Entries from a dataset
◆ ◆ ◆

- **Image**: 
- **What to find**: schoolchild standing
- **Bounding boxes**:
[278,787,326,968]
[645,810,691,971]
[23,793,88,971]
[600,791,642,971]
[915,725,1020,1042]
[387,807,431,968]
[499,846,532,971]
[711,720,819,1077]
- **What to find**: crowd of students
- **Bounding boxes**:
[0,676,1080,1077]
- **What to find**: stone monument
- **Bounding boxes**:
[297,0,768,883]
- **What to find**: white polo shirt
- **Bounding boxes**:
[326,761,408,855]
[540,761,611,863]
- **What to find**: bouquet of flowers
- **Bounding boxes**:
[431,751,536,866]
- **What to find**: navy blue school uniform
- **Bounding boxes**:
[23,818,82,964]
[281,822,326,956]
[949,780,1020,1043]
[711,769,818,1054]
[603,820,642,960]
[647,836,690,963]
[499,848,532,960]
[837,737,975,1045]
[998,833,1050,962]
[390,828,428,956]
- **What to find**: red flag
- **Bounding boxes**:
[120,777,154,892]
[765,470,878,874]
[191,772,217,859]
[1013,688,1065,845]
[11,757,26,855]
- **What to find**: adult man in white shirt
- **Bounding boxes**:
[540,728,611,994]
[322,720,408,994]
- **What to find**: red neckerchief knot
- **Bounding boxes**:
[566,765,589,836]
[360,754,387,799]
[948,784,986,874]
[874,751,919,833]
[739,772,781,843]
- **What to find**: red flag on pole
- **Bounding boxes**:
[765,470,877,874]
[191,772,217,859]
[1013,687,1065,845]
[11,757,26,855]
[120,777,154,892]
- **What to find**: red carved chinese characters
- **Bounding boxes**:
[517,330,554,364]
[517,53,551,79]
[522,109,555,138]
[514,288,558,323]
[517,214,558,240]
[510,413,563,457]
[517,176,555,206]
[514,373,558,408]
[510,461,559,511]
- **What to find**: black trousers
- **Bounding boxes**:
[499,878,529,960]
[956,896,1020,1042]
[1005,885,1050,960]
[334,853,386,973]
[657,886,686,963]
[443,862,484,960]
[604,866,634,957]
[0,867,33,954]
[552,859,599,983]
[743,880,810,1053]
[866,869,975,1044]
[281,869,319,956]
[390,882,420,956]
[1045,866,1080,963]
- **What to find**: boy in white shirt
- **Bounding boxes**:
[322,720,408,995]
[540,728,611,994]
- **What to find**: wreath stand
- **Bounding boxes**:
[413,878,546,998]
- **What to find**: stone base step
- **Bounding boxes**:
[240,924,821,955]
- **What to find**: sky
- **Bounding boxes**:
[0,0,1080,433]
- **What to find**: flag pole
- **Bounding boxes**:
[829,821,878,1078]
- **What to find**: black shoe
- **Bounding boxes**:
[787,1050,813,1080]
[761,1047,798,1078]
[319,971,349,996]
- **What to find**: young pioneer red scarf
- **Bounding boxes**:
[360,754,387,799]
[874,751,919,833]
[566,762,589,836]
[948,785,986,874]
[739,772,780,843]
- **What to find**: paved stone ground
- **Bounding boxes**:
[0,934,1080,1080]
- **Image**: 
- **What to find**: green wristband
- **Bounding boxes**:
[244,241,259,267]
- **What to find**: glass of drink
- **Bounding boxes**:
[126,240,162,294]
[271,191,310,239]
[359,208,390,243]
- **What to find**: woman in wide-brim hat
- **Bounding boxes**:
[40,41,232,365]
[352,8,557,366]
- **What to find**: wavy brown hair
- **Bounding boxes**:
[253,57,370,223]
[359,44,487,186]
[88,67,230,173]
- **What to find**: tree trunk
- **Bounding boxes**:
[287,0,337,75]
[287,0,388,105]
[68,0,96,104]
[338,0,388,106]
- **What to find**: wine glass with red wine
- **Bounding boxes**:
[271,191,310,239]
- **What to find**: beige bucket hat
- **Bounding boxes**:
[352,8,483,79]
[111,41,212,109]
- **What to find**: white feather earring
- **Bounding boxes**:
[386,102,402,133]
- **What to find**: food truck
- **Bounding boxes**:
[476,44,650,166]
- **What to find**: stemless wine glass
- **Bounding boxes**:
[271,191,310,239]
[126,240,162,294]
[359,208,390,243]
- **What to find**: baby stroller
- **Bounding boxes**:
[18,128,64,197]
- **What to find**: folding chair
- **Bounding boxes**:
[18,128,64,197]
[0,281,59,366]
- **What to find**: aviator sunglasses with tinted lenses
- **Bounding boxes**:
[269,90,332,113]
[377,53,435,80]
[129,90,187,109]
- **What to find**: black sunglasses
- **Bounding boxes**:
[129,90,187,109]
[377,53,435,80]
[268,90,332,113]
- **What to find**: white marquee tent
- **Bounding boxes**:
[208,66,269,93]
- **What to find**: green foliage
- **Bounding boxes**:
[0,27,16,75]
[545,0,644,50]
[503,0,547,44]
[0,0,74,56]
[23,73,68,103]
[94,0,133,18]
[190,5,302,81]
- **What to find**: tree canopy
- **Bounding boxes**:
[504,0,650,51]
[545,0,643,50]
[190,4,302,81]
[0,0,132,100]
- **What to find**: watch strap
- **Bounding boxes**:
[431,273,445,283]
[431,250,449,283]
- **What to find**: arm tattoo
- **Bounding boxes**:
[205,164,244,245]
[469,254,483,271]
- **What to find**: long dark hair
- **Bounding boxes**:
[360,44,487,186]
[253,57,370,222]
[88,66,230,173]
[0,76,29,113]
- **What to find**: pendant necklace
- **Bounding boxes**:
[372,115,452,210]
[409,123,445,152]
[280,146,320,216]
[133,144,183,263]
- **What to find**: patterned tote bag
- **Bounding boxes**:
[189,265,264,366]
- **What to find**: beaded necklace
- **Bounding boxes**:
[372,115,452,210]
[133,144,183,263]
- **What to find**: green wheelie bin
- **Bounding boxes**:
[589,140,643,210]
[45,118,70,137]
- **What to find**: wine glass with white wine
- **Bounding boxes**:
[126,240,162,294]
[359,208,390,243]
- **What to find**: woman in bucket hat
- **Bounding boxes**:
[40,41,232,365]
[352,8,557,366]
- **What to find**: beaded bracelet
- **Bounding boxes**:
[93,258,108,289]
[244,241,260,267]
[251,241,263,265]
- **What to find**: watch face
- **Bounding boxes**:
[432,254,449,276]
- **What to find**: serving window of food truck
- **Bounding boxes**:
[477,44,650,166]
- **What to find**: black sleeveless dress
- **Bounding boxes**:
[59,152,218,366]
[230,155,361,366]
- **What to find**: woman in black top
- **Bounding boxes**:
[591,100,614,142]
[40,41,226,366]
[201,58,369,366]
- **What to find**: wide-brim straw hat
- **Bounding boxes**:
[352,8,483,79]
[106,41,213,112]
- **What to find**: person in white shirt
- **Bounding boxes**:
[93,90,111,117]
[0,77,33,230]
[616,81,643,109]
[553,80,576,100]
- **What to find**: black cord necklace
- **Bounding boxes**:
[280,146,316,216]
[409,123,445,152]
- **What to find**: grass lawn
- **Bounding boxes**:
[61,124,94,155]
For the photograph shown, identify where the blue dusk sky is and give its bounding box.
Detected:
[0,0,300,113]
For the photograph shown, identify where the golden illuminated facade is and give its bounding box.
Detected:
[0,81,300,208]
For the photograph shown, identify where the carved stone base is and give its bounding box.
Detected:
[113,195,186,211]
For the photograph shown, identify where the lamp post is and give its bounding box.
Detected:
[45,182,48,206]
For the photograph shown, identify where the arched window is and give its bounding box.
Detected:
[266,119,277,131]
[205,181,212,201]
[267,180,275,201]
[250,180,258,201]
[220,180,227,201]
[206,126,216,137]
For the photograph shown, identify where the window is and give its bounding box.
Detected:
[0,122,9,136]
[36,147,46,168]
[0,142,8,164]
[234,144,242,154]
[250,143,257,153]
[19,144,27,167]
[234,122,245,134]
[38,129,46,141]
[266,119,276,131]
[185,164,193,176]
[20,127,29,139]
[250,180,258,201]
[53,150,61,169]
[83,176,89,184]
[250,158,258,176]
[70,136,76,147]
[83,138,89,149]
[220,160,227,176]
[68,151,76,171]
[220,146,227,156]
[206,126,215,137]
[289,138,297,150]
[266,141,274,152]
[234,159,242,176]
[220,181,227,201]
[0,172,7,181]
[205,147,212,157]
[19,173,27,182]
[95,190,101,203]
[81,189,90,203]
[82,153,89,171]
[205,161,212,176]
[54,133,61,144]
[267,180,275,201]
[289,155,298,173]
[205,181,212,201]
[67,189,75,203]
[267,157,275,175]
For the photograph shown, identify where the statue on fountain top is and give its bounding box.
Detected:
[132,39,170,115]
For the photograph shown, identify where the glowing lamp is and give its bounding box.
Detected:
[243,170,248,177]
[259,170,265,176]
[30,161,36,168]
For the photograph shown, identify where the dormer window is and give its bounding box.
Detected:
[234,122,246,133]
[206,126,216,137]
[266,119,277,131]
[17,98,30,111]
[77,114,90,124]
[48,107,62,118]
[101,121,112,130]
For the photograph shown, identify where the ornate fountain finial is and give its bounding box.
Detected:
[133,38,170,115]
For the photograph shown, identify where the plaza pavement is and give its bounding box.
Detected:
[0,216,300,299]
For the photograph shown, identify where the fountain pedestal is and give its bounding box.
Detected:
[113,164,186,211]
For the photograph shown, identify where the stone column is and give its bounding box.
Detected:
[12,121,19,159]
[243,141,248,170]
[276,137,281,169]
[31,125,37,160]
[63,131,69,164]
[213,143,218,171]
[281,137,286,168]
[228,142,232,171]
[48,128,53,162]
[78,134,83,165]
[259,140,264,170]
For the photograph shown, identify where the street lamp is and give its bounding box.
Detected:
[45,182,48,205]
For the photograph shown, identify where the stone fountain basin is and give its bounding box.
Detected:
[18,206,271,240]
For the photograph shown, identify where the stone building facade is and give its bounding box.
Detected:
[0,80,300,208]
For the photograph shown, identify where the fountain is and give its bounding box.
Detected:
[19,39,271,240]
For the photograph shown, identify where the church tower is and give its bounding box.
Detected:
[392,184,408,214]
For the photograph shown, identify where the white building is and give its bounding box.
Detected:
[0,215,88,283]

◆ ◆ ◆

Rewrite the entries from the very start through the line containing "[829,821,878,1078]", requests included, shifting each bounding box coordinate by adding 64 to it. Leave out everything after that line.

### FULL OUTPUT
- **Image**: 
- **What to find**: schoolchild standing
- **Bounding boxes**:
[342,851,390,1032]
[709,874,755,1035]
[87,857,152,1035]
[664,855,706,1035]
[979,789,1084,1106]
[451,871,495,1032]
[563,910,596,1035]
[775,784,883,1141]
- **What to find**: crowd of students
- **Bounding boxes**:
[64,740,1144,1141]
- **What to find**: stone monument
- **Bounding boxes**:
[361,64,832,947]
- **What to find**: white polo shirt
- **Bounding boxes**:
[390,825,472,919]
[604,825,675,927]
- **What to find**: bouquet of flowers
- **Bounding boxes**:
[495,815,600,930]
- **What to find**: navy blue school uniform
- **Bounding boxes**:
[87,882,146,1028]
[345,886,390,1020]
[1013,844,1084,1107]
[775,833,882,1118]
[667,884,706,1024]
[711,900,754,1027]
[563,912,596,1024]
[901,801,1039,1109]
[1062,897,1114,1026]
[454,892,492,1020]
- **What to find**: red flag
- **Bounding boxes**:
[184,841,218,956]
[829,534,942,938]
[255,836,281,923]
[1077,752,1129,909]
[75,821,90,919]
- **What to find**: adult man in white shirt
- **Bounding boxes**:
[604,792,675,1058]
[386,784,472,1058]
- **What to find**: red neckerchief knot
- **Bounding boxes**:
[630,829,653,900]
[424,818,451,863]
[1012,848,1050,938]
[938,815,983,897]
[803,836,845,907]
- **What to find**: red flag on pole
- **Bounding boxes**:
[829,534,941,938]
[255,836,281,923]
[1077,751,1129,909]
[75,821,90,919]
[184,841,218,956]
- **What to find**: red carved chinese characters
- **Bounding boxes**:
[581,394,618,428]
[581,117,615,143]
[586,173,619,202]
[578,352,622,387]
[581,278,622,304]
[574,477,627,521]
[581,240,619,270]
[578,437,622,472]
[574,525,623,575]
- **What to find**: black trousers
- **Bounding boxes**:
[563,942,593,1024]
[1020,960,1084,1106]
[1069,949,1114,1024]
[398,917,450,1037]
[721,950,750,1027]
[507,926,548,1024]
[668,930,698,1021]
[64,931,97,1018]
[616,923,663,1047]
[807,944,874,1117]
[930,933,1039,1108]
[345,933,383,1020]
[454,946,484,1020]
[1109,930,1144,1027]
- **What to find**: boy in white shirt
- **Bounding boxes**:
[386,784,472,1059]
[604,792,675,1058]
- **What to find**: wreath stand
- **Bounding boxes**:
[477,942,610,1062]
- **What to find**: stone base step
- **Bounding boxes**:
[304,988,885,1019]
- **What to find**: sky
- **Bounding boxes**:
[64,64,1144,497]
- **What to find**: flag pole
- **Bounding boxes**:
[893,885,942,1142]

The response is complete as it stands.